>> BEGIN Records supplied

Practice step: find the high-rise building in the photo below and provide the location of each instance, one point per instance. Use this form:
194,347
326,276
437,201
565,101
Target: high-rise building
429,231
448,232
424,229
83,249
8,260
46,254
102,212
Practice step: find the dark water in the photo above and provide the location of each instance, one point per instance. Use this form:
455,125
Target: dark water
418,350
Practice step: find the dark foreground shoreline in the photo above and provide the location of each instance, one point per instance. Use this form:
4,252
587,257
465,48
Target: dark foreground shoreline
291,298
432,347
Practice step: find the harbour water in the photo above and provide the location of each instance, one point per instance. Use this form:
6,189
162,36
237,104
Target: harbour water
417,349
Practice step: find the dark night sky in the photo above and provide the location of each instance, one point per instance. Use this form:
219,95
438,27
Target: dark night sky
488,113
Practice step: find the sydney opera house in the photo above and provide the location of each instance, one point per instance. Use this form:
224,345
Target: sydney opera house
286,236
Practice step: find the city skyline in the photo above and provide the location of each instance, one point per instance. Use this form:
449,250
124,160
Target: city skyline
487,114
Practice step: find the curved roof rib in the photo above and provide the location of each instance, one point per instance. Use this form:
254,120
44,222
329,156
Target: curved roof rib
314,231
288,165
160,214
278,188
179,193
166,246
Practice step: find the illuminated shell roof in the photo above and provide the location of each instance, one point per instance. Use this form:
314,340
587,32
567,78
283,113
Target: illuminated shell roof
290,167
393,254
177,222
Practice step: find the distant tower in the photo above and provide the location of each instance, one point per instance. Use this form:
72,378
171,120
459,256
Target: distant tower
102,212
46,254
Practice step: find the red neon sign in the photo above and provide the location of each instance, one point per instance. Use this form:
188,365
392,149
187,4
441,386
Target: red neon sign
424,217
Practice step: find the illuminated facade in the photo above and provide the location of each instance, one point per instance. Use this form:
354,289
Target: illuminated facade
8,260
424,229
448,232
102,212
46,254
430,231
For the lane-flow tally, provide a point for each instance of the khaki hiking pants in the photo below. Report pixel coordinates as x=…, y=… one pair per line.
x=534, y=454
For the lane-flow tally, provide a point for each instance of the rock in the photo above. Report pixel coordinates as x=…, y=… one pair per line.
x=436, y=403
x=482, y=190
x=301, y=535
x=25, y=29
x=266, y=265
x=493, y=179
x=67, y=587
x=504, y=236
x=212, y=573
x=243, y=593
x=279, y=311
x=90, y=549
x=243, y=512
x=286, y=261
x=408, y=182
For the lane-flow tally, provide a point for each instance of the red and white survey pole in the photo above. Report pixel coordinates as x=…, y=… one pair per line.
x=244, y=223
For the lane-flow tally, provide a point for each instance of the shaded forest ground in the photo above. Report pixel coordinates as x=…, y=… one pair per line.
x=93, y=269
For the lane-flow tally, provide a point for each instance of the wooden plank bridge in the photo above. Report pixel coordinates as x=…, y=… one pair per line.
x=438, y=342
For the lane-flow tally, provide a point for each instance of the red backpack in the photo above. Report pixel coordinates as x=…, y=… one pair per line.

>> END Records supplied

Task goal >> Please convert the data above into a Markdown table with the columns "Row" and "Line", giving each non-blank line its own numbered row.

Result of the exercise >>
| Row | Line |
|---|---|
| 1 | Practice step: find the high-rise building in the photo below and provide the location of each instance, one point per instance. Use this form: |
| 2 | 194,347 |
| 3 | 326,276 |
| 4 | 437,201 |
| 5 | 565,101 |
| 6 | Target: high-rise building |
| 7 | 429,231 |
| 8 | 448,232 |
| 9 | 424,229 |
| 10 | 83,249 |
| 11 | 8,260 |
| 12 | 46,254 |
| 13 | 102,212 |
| 14 | Practice step: find the dark water in the photo above and provide the location of each instance, one point per instance. Use this form: |
| 15 | 455,125 |
| 16 | Target: dark water |
| 17 | 418,350 |
| 18 | Practice step: find the dark foreground shoreline in the photo above and provide the location of each instance, one point per instance. Use this form: |
| 19 | 4,252 |
| 20 | 587,257 |
| 21 | 465,48 |
| 22 | Target: dark foreground shoreline |
| 23 | 291,298 |
| 24 | 432,347 |
| 25 | Practice step: find the harbour water in the photo above and provide the location of each instance, one point per instance. Use this form: |
| 26 | 6,189 |
| 27 | 162,36 |
| 28 | 237,104 |
| 29 | Target: harbour water |
| 30 | 417,349 |
| 31 | Practice step: find the dark night sky in the photo above and provide the location of each instance, one point per instance. Use this form: |
| 32 | 219,95 |
| 33 | 438,27 |
| 34 | Target: dark night sky |
| 35 | 488,113 |
| 36 | Practice step: find the sydney opera house in the photo above and provide the location of each instance, one point per instance. Use this form: |
| 37 | 224,345 |
| 38 | Target: sydney opera house |
| 39 | 286,236 |
| 40 | Practice step: find the city skyline in the photo above and provide the location of each instance, one point per instance. Use this form: |
| 41 | 449,250 |
| 42 | 124,160 |
| 43 | Target: city skyline |
| 44 | 487,114 |
| 45 | Practice step: find the curved roof rib in the photo above and provide the location of each instance, one point per instance. Use this form: |
| 46 | 254,120 |
| 47 | 44,222 |
| 48 | 329,156 |
| 49 | Target: curved roof rib |
| 50 | 314,231 |
| 51 | 288,165 |
| 52 | 160,214 |
| 53 | 278,188 |
| 54 | 179,193 |
| 55 | 166,246 |
| 56 | Practice step: find the illuminated shell roof in the photo above and provide the location of each instance, one point per instance. Use this form: |
| 57 | 314,340 |
| 58 | 587,32 |
| 59 | 567,78 |
| 60 | 283,113 |
| 61 | Target: illuminated shell roof |
| 62 | 290,167 |
| 63 | 393,254 |
| 64 | 177,222 |
| 65 | Practice step: find the distant tower in the photo above and provide the location of each instance, one point per instance. Use this form: |
| 66 | 72,378 |
| 67 | 171,120 |
| 68 | 459,256 |
| 69 | Target: distant tower |
| 70 | 102,212 |
| 71 | 46,254 |
| 72 | Practice step: find the red neon sign in the photo above and provide the location of each instance, one point per instance. Use this form: |
| 73 | 188,365 |
| 74 | 392,149 |
| 75 | 187,4 |
| 76 | 441,386 |
| 77 | Target: red neon sign |
| 78 | 424,217 |
| 79 | Practice step: find the illuminated facade in the photo above and provide the location of each instance, one point per instance. Use this form: |
| 80 | 354,289 |
| 81 | Target: illuminated facade |
| 82 | 8,260 |
| 83 | 424,229 |
| 84 | 448,232 |
| 85 | 102,212 |
| 86 | 46,254 |
| 87 | 430,231 |
| 88 | For the lane-flow tally, provide a point for each instance of the khaki hiking pants in the photo below. Report pixel coordinates as x=…, y=… one pair per line. |
| 89 | x=534, y=454 |
| 90 | For the lane-flow tally, provide a point for each instance of the rock in the photo above. Report pixel coordinates as x=…, y=… one pair per line. |
| 91 | x=436, y=403 |
| 92 | x=482, y=190 |
| 93 | x=301, y=535 |
| 94 | x=25, y=29 |
| 95 | x=266, y=265 |
| 96 | x=493, y=179 |
| 97 | x=67, y=587 |
| 98 | x=504, y=236 |
| 99 | x=212, y=573 |
| 100 | x=243, y=593 |
| 101 | x=279, y=311 |
| 102 | x=90, y=549 |
| 103 | x=243, y=512 |
| 104 | x=286, y=261 |
| 105 | x=408, y=182 |
| 106 | For the lane-flow tally, provide a point for each instance of the red and white survey pole in the photo above. Report pixel coordinates as x=…, y=… one pair per line. |
| 107 | x=244, y=223 |
| 108 | For the lane-flow tally, provide a point for each instance of the shaded forest ground in the photo above. Report pixel coordinates as x=…, y=… one pair per line. |
| 109 | x=93, y=269 |
| 110 | For the lane-flow tally, provide a point for each instance of the wooden plank bridge in the photo above. Report pixel coordinates as x=…, y=… one pair per line. |
| 111 | x=438, y=342 |
| 112 | For the lane-flow tally, provide a point for each instance of the red backpack in the photo above. Report pixel coordinates as x=…, y=… one pair per line. |